PROMPT: The records below are to be quoted in full; please keep every word exact.
____________
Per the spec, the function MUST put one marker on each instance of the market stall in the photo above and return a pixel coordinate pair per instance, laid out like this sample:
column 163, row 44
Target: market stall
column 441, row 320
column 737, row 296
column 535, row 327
____________
TASK ANSWER:
Per the spec, the function MUST put one marker on each instance of the market stall in the photo above and return a pixel coordinate pair per instance, laid out like this sample:
column 163, row 44
Target: market stall
column 441, row 320
column 737, row 296
column 535, row 327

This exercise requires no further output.